** BEGIN The input **

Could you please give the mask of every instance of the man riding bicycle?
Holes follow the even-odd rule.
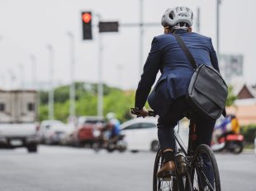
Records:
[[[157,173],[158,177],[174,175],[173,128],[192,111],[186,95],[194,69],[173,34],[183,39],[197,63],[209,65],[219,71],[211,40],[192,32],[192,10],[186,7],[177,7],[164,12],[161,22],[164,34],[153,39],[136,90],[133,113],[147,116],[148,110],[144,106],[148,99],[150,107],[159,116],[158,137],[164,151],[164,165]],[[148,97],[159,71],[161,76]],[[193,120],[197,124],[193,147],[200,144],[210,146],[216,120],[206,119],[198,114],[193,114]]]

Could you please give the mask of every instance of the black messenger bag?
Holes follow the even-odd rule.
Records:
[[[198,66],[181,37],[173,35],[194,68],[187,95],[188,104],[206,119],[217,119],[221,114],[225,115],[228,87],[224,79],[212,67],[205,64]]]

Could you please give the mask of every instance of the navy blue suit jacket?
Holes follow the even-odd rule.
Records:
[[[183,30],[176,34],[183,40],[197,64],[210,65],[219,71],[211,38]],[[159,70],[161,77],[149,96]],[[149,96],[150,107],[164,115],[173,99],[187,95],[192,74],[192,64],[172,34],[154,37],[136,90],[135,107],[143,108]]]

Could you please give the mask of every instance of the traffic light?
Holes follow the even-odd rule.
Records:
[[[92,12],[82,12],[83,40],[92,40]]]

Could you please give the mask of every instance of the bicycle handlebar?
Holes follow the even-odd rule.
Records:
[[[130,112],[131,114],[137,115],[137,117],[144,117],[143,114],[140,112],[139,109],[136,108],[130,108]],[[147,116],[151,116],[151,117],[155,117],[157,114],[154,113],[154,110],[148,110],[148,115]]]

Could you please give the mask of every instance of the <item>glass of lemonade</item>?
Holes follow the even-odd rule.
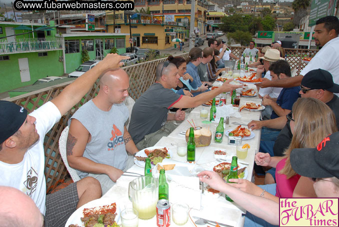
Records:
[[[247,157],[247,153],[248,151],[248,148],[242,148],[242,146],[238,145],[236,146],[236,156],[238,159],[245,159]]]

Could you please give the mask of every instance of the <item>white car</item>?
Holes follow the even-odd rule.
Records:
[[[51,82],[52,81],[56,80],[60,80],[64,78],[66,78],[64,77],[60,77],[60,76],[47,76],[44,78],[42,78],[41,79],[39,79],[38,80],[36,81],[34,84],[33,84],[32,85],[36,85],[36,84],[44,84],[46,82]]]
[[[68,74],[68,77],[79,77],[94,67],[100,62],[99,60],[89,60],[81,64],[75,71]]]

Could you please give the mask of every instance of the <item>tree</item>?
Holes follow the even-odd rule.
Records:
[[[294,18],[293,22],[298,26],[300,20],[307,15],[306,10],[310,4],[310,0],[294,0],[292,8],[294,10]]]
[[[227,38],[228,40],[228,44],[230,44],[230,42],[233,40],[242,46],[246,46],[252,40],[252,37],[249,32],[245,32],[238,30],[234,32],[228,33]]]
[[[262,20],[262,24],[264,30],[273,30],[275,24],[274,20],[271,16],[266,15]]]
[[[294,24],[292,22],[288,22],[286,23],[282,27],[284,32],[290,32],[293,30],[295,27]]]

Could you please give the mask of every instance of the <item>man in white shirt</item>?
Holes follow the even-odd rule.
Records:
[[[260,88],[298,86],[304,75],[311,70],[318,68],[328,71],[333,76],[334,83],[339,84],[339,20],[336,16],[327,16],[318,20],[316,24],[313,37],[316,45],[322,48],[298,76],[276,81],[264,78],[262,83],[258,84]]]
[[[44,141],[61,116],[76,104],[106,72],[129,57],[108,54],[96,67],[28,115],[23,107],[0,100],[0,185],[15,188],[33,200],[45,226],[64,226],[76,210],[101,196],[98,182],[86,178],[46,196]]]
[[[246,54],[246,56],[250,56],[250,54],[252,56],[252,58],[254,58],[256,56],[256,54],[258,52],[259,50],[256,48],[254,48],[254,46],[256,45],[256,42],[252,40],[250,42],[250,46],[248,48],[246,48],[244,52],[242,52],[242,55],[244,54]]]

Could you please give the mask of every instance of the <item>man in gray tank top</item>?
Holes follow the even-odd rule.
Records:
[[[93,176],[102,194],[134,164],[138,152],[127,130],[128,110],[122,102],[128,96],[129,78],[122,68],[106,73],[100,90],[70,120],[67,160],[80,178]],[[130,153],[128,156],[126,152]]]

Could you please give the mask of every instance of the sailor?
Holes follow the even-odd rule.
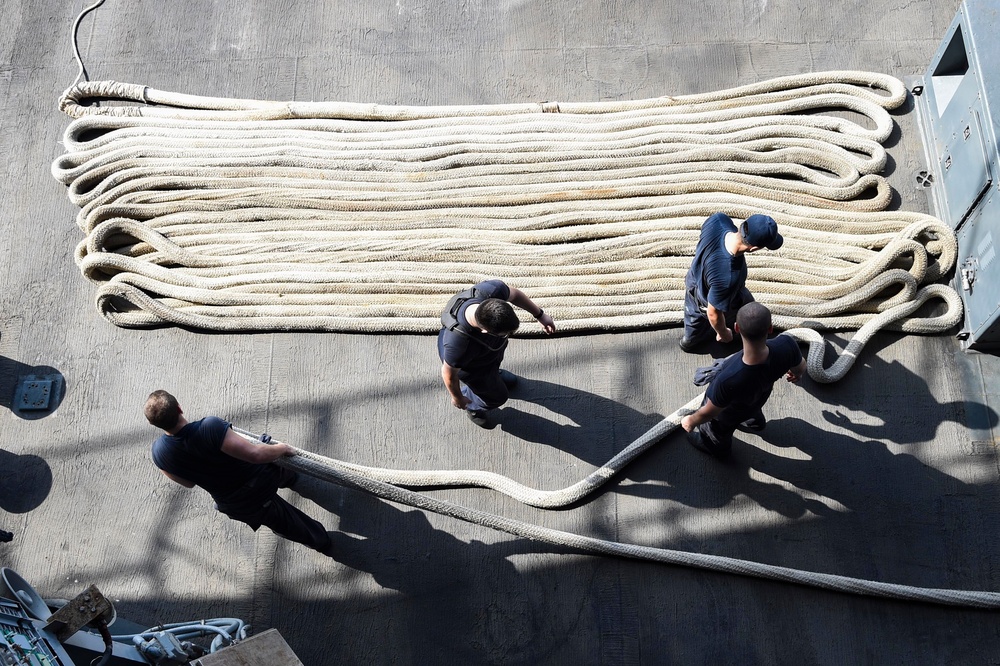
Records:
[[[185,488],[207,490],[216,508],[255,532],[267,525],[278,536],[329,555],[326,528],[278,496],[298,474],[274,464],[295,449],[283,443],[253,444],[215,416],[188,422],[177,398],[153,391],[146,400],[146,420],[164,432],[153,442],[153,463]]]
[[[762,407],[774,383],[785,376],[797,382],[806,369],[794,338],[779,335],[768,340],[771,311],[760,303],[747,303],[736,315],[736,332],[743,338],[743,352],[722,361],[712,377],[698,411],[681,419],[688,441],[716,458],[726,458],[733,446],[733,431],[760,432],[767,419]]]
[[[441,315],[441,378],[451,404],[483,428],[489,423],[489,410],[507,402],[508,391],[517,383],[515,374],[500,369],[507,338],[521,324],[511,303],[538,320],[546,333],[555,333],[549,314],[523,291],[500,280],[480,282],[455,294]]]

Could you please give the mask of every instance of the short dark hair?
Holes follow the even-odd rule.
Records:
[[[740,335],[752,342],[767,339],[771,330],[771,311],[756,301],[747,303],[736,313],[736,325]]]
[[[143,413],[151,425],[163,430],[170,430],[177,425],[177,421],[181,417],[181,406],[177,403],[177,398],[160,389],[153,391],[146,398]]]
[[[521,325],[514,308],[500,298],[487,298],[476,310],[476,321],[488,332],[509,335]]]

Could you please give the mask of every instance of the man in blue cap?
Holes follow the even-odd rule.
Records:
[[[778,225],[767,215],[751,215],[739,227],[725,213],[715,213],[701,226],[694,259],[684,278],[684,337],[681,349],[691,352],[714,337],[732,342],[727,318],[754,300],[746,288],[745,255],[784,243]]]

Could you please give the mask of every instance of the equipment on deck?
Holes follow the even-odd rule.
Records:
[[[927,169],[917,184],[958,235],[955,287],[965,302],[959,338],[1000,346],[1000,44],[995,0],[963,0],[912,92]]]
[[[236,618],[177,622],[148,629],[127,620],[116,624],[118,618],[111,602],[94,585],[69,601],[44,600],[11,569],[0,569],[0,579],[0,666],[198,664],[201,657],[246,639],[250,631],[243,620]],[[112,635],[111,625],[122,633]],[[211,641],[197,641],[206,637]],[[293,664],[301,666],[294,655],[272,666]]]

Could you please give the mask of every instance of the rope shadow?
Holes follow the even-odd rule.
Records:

** END The input **

**Requirement**
Could you lay out every line of the material above as a Markdown table with the columns Row and Line, numbering each row and skipping blank lines? Leave the pictures out.

**Answer for this exercise**
| Row | Line |
|---|---|
| 1 | Could you please give the mask of every instance of the man riding bicycle? |
| 2 | Holes follow the even-odd rule. |
| 3 | Records: |
| 4 | [[[157,173],[158,177],[174,175],[173,128],[192,111],[186,95],[194,69],[173,34],[183,39],[197,63],[209,65],[219,71],[211,40],[192,32],[192,10],[186,7],[177,7],[164,12],[161,22],[164,34],[153,39],[136,90],[133,113],[147,116],[148,110],[144,106],[148,99],[150,107],[159,116],[158,137],[164,151],[164,165]],[[148,97],[159,71],[161,76]],[[193,120],[197,124],[193,147],[200,144],[210,146],[216,120],[206,119],[198,114],[193,114]]] |
| 5 | Could you please give the mask of every instance of the black messenger bag? |
| 6 | Holes follow the even-odd rule. |
| 7 | Records: |
| 8 | [[[198,66],[181,37],[173,35],[194,68],[187,95],[188,104],[206,119],[217,119],[221,114],[225,115],[228,87],[224,79],[212,67],[205,64]]] |
| 9 | Could you please give the mask of every instance of the navy blue suit jacket? |
| 10 | Holes follow the even-odd rule. |
| 11 | Records: |
| 12 | [[[183,30],[176,34],[183,40],[197,64],[210,65],[219,71],[211,38]],[[159,70],[161,77],[149,96]],[[149,96],[150,107],[164,115],[173,99],[187,95],[192,74],[192,64],[172,34],[154,37],[136,90],[135,107],[143,108]]] |
| 13 | Could you please give the mask of every instance of the traffic light? |
| 14 | Holes follow the even-odd rule. |
| 15 | Records: |
| 16 | [[[92,12],[82,12],[83,40],[92,40]]] |
| 17 | Could you please give the mask of every instance of the bicycle handlebar? |
| 18 | Holes follow the even-odd rule. |
| 19 | Records: |
| 20 | [[[130,112],[131,114],[137,115],[137,117],[144,117],[143,114],[140,112],[139,109],[136,108],[130,108]],[[147,116],[151,116],[151,117],[155,117],[157,114],[154,113],[154,110],[148,110],[148,115]]] |
| 21 | Could you please give the mask of every instance of the <item>glass of lemonade</item>? |
| 22 | Holes follow the even-odd rule. |
| 23 | Records: |
| 24 | [[[247,157],[247,153],[248,151],[248,148],[242,148],[242,146],[238,145],[236,146],[236,156],[238,159],[245,159]]] |
| 25 | Could you please give the mask of every instance of the <item>white car</item>? |
| 26 | Holes follow the even-odd rule. |
| 27 | Records: |
| 28 | [[[51,82],[52,81],[56,80],[60,80],[64,78],[66,78],[64,77],[60,77],[60,76],[47,76],[44,78],[42,78],[41,79],[39,79],[38,80],[36,81],[34,84],[33,84],[32,85],[36,85],[36,84],[44,84],[46,82]]] |
| 29 | [[[68,74],[68,77],[79,77],[94,67],[100,62],[99,60],[89,60],[81,64],[75,71]]] |
| 30 | Could you please give the mask of every instance of the <item>tree</item>? |
| 31 | Holes follow the even-odd rule. |
| 32 | Records: |
| 33 | [[[294,18],[293,22],[298,26],[300,20],[307,15],[306,10],[310,4],[310,0],[294,0],[292,8],[294,10]]] |
| 34 | [[[227,38],[228,40],[228,44],[230,44],[230,42],[233,40],[242,46],[246,46],[252,40],[252,37],[249,32],[245,32],[238,30],[234,32],[228,33]]] |
| 35 | [[[262,20],[262,24],[264,30],[273,30],[275,24],[274,20],[271,16],[266,15]]] |
| 36 | [[[294,24],[292,22],[288,22],[286,23],[282,27],[284,32],[290,32],[293,30],[295,27]]] |
| 37 | Could you please give the mask of every instance of the <item>man in white shirt</item>? |
| 38 | Holes follow the even-odd rule. |
| 39 | Records: |
| 40 | [[[260,88],[298,86],[304,75],[311,70],[318,68],[328,71],[333,76],[334,83],[339,84],[339,20],[336,16],[327,16],[318,20],[316,24],[313,37],[316,45],[322,48],[298,76],[276,81],[264,78],[262,83],[258,84]]] |
| 41 | [[[44,141],[61,116],[76,104],[106,72],[129,57],[108,54],[96,67],[28,115],[23,107],[0,100],[0,185],[15,188],[33,200],[45,226],[64,226],[76,210],[101,196],[98,182],[86,178],[46,196]]] |
| 42 | [[[246,54],[246,56],[250,56],[250,54],[252,56],[252,58],[254,58],[256,56],[256,54],[258,52],[259,50],[256,48],[254,48],[254,46],[256,45],[256,42],[252,40],[250,42],[250,46],[248,48],[246,48],[244,52],[242,52],[242,55],[244,54]]] |
| 43 | Could you please give the mask of every instance of the <item>man in gray tank top</item>? |
| 44 | Holes follow the even-odd rule. |
| 45 | Records: |
| 46 | [[[93,176],[102,194],[134,164],[138,152],[127,130],[128,110],[122,102],[128,96],[129,78],[122,68],[106,73],[100,90],[70,120],[67,160],[80,178]],[[130,153],[128,156],[126,152]]] |
| 47 | Could you please give the mask of every instance of the sailor? |
| 48 | Holes follow the even-odd rule. |
| 49 | Records: |
| 50 | [[[185,488],[207,490],[216,508],[255,532],[267,525],[278,536],[329,555],[326,528],[278,496],[298,474],[274,464],[295,449],[283,443],[253,444],[215,416],[188,422],[177,398],[153,391],[146,400],[146,420],[164,432],[153,442],[153,463]]] |
| 51 | [[[762,407],[774,383],[785,376],[797,382],[806,369],[794,338],[779,335],[768,340],[771,311],[760,303],[747,303],[736,315],[736,332],[743,338],[743,352],[722,361],[712,377],[698,411],[681,419],[688,441],[716,458],[726,458],[733,446],[733,431],[760,432],[767,419]]] |
| 52 | [[[441,315],[441,378],[451,404],[483,428],[489,423],[489,410],[507,402],[508,391],[517,383],[515,374],[500,369],[507,338],[521,324],[511,303],[538,320],[546,333],[555,333],[549,314],[523,291],[500,280],[480,282],[455,294]]] |
| 53 | Could you please give the mask of every instance of the short dark hair? |
| 54 | Holes follow the even-odd rule. |
| 55 | Records: |
| 56 | [[[740,335],[752,342],[767,339],[771,330],[771,311],[756,301],[747,303],[736,313],[736,325]]] |
| 57 | [[[143,413],[151,425],[163,430],[170,430],[177,425],[177,421],[181,417],[181,406],[177,403],[177,398],[160,389],[153,391],[146,398]]] |
| 58 | [[[521,325],[514,308],[500,298],[487,298],[476,310],[476,321],[488,332],[509,335]]] |
| 59 | Could you please give the mask of every instance of the man in blue cap? |
| 60 | Holes follow the even-odd rule. |
| 61 | Records: |
| 62 | [[[778,225],[767,215],[751,215],[739,227],[725,213],[715,213],[701,226],[694,259],[684,278],[684,337],[681,349],[691,352],[714,337],[732,342],[727,318],[754,300],[746,288],[745,255],[784,243]]] |
| 63 | Could you please give the mask of every instance of the equipment on deck? |
| 64 | Holes follow the even-odd rule. |
| 65 | Records: |
| 66 | [[[927,169],[917,184],[958,235],[955,287],[965,302],[959,338],[1000,346],[1000,44],[995,0],[963,0],[912,92]]] |
| 67 | [[[236,618],[177,622],[148,629],[127,620],[116,624],[118,618],[111,602],[94,585],[69,601],[44,600],[11,569],[0,569],[0,579],[0,666],[198,664],[201,657],[246,639],[250,631],[243,620]],[[112,635],[111,625],[122,633]],[[211,641],[197,641],[206,637]],[[293,664],[301,666],[294,655],[272,666]]] |
| 68 | Could you please give the mask of every instance of the rope shadow? |
| 69 | Holes follow the even-odd rule. |
| 70 | Records: |